- Selection -
-- Begin --

A Cleveland-area company hopes corporate and charitable sponsors will want to share a piece of the circular economy.

Canvus is counting on a sponsorship model to grow the market for the benches, picnic tables, and other outdoor furniture it makes from recycled wind turbine blades. The company started shipping its products in August and has installed more than 200 pieces so far in one of the latest attempts to recycle a growing wind industry waste stream.

Cumulative U.S. wind turbine blade waste is projected to exceed 2 million tons by mid-century — a relatively small amount compared to what’s churned out by fossil fuel industries. Still, several companies are working to reduce how much winds up in landfills.

An awning that looks like the hull of a boat sits over a bench made of wind turbine blades.
A Canvus Willow bench sits near the new playground at Cleveland Metroparks’ Huntington Beach park. Credit: Kathiann Kowalski / Energy News Network

Due to the size, weight and product cost, Canvus’s designs are best suited for places like parks, schools or other outdoor venues, said Brian Donahue, the company’s vice president for corporate affairs. But many cities, towns and schools are strapped for cash. So, Canvus’s business model emphasizes donors to help put its products in public spaces. Corporate sponsorships, nonprofit organizations or memorials pay for a majority of the products, which go to spots chosen by local communities.

Mark Wahlberg Chevrolet of Avon, Ohio, is among the early sponsors of a Canvus bench. 

“Our community supports us and our business. So it’s our way of putting back into our neighborhood and supporting the people around us,” said general manager Rick Limbers. Plus, “it’s a unique way of using the turbines.”

Plaques on each product identify the donor and provide a QR code. Each code links to a website that can be updated with whatever information the donor wants to feature. So a business might send viewers to its website, product specials or career information. A community group might list upcoming events or information about people being honored. Families can include slideshows and other tributes to loved ones. 

“Creating opportunities for individuals and businesses to give back to their communities is what drives us,” said Mike Crissman, Canvus’s brand communications manager. If the company has calculated right, those opportunities may also provide it with a sustainable business in a circular economy.

There are certainly lots of political subdivisions with public spaces — about 20,000 cities, villages, townships and counties within the United States, by Donahue’s reckoning, plus roughly 7,000 state and national parks. “And then, of course, 141,000 schools with spaces,” from kindergarten through trade schools and universities, he adds.

Canvus made a strategic decision to offer only 11 products, with limited style variations, allowing the company to annually make tens of thousands, depending on the blade supply, Donahue said. Each product comes in one of three colors that can blend in with a natural background, or else the furniture is primed and ready to paint by artists.

“In any given year, there’s like 5,000 to 8,000 [blades] that come down. So we had to go for scale,” he said. “And in order to do that, you can’t make super unique products that take forever to make.”

Scaled up, the Avon plant could process about 1,500 blades per year, Donahue said. Additional machinery could also be installed to process blades for other possible uses.

Curved white pieces of old wind turbines sit in a large warehouse.

-- End --

- Data -
-- Begin --

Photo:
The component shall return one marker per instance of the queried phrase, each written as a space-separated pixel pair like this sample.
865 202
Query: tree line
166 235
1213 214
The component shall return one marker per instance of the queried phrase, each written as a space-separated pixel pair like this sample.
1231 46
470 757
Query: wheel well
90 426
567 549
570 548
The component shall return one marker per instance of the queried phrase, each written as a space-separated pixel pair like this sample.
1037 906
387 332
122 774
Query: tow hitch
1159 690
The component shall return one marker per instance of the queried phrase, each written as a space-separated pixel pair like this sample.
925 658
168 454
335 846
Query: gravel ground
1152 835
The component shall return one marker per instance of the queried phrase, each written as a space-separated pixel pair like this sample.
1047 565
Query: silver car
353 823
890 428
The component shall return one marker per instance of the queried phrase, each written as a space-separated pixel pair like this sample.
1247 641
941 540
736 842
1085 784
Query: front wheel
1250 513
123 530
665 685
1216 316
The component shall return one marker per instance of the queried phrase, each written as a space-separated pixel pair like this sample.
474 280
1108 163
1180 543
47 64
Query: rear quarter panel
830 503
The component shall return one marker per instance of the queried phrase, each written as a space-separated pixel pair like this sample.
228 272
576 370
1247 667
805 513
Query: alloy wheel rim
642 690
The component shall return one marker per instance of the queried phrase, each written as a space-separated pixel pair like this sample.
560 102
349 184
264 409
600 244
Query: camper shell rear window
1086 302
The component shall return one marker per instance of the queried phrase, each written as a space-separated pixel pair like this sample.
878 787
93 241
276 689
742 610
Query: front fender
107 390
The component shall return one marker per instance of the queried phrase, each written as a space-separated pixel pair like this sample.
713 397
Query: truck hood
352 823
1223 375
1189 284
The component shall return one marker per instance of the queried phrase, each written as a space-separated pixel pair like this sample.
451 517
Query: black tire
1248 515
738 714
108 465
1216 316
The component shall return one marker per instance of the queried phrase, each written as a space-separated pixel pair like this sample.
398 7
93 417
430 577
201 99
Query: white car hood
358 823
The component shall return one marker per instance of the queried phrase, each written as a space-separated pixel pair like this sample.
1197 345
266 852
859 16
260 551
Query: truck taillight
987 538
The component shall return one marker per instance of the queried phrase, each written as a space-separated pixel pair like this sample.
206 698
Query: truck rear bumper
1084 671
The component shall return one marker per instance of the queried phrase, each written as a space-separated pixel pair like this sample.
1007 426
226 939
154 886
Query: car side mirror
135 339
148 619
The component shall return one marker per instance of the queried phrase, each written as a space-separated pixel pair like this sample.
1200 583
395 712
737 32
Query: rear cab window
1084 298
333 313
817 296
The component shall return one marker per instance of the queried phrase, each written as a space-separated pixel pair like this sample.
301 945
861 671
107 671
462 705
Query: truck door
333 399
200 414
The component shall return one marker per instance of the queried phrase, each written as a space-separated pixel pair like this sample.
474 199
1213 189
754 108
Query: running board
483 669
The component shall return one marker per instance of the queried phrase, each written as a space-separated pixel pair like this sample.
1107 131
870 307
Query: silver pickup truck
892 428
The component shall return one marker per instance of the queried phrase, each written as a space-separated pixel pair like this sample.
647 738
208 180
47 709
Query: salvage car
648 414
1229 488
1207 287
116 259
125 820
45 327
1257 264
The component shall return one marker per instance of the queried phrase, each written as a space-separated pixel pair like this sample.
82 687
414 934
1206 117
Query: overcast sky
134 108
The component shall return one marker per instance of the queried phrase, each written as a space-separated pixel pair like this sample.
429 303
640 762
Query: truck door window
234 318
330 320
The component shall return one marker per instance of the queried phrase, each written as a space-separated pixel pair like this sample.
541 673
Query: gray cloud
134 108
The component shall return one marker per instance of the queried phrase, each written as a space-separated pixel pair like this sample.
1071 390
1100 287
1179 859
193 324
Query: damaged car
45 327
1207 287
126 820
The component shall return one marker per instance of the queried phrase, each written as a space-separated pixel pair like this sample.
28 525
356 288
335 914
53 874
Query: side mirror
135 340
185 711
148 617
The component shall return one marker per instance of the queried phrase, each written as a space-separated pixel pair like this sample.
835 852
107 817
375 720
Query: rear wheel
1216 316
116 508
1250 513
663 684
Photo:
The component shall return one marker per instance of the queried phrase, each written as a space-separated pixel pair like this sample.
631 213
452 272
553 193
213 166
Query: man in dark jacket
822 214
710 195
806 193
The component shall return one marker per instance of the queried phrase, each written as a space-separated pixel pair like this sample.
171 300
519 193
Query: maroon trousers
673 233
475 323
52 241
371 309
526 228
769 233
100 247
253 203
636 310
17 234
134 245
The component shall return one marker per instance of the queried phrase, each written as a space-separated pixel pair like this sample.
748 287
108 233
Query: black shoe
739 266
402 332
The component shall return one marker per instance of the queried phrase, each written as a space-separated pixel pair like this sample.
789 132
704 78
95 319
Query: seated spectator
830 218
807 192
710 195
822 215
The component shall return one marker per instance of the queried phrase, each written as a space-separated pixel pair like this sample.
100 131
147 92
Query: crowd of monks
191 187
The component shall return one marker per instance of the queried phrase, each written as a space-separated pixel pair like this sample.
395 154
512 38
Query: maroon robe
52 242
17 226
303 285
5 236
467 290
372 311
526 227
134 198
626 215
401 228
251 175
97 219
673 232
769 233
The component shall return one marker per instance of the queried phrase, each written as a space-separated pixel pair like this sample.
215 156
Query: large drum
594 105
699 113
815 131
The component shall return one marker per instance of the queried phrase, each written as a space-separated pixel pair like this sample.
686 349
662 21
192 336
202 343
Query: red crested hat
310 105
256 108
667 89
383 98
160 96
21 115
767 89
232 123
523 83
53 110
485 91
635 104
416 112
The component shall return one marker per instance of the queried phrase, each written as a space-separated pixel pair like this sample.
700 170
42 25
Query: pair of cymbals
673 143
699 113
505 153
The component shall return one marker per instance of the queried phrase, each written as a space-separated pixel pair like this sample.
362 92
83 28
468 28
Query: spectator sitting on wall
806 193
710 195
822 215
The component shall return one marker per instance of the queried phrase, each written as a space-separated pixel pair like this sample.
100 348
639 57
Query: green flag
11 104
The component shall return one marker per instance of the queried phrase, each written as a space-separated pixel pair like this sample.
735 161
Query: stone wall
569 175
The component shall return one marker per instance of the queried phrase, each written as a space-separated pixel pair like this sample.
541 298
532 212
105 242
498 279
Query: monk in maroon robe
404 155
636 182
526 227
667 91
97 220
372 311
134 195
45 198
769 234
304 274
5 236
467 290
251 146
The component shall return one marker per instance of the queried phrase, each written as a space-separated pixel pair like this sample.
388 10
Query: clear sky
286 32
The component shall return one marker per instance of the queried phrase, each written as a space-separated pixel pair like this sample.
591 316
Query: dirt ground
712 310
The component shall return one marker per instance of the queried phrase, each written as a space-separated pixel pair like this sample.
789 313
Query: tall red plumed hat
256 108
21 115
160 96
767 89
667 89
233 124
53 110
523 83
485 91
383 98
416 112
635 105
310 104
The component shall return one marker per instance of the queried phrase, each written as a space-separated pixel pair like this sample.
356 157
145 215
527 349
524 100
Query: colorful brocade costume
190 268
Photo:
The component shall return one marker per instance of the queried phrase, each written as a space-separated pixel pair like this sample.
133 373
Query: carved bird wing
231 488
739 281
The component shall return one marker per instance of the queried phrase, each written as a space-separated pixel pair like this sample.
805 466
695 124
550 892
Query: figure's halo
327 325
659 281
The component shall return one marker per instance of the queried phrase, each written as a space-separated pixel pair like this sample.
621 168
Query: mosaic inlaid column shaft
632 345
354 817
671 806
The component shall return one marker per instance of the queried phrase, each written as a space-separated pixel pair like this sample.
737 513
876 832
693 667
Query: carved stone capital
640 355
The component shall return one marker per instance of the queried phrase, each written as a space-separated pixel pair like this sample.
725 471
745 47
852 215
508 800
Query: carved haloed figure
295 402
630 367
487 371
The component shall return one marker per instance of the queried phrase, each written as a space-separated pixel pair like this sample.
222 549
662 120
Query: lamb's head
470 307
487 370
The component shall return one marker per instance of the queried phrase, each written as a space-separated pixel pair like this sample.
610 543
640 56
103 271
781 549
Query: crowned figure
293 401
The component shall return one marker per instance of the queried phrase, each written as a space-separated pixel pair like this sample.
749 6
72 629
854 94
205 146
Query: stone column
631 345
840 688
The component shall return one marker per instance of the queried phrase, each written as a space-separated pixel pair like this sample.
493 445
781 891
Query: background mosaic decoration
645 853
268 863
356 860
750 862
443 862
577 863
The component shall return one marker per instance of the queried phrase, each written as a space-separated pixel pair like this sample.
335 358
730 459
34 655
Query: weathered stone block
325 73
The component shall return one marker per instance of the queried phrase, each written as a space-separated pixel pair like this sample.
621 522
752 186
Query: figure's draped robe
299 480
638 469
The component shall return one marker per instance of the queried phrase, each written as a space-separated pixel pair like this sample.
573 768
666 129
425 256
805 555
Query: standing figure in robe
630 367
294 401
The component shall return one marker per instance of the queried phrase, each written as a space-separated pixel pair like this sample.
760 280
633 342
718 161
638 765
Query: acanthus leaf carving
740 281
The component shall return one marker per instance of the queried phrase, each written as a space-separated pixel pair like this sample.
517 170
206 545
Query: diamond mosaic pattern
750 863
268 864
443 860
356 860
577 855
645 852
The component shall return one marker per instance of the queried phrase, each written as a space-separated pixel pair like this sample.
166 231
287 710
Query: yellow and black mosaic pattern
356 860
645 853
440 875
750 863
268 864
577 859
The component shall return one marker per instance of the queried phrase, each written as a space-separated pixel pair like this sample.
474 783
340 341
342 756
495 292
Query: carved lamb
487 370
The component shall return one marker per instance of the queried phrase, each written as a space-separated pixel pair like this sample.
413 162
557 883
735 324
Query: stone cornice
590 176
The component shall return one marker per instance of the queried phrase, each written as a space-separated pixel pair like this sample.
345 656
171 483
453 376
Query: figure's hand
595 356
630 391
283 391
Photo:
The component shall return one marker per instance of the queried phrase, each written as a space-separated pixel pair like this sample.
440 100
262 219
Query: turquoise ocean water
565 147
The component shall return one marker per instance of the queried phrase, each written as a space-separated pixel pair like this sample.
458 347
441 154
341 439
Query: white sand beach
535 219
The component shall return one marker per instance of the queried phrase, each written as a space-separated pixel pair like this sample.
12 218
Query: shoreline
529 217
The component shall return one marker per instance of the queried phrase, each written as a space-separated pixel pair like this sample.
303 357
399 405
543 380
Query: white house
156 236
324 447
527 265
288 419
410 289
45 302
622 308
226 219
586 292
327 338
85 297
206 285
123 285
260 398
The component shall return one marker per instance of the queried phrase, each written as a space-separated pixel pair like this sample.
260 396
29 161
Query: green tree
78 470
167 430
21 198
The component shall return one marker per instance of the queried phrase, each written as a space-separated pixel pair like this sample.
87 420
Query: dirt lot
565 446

-- End --

- What you will do -
1. Count the lines in the records that contain the string "hood", treating uppercase and lowercase as different. What is that number? Reply with the number alone.
2. Continue the article about furniture made from recycled wind turbine blades, picking up after its final line.

- Solved tasks -
1. 2

2.
Cut turbine blade pieces wait to be made into furniture at Canvus’s factory. Credit: Kathiann Kowalski / Energy News Network

Focusing on a potential market matters for any company looking to innovate and offer a new product, said Rick Stockburger, president and CEO of BRITE Energy Innovators, a local clean energy business development hub that is not involved with Canvus. For its part, BRITE insists that the innovators it works with be able to show a market need for their products.

“The greatest science isn’t necessarily the greatest product,” Stockburger said. “If you’re not understanding markets and developing products that people want to buy at a price that makes you a profit, we’re never going to solve this clean energy transition and climate change.”

Beyond benches

The challenge of dealing with decommissioned wind blades will grow in future years. A 2021 analysis in the journal Resources, Conservation and Recovery estimates there will be between 10,000 and 20,000 blades coming down from turbines annually from 2027 through 2040.

Some doubt whether Canvus or other repurposing companies will make a significant dent in the disposal problem. “In general, there are a lot of similar repurposing concepts and efforts around,” said George Xydis, a professor at Aarhus University in Denmark and adjunct faculty member at Johns Hopkins University who has also worked in the wind industry. 

A swinging bench hangs inside a giant wheel that was formerly part of a wind turbine.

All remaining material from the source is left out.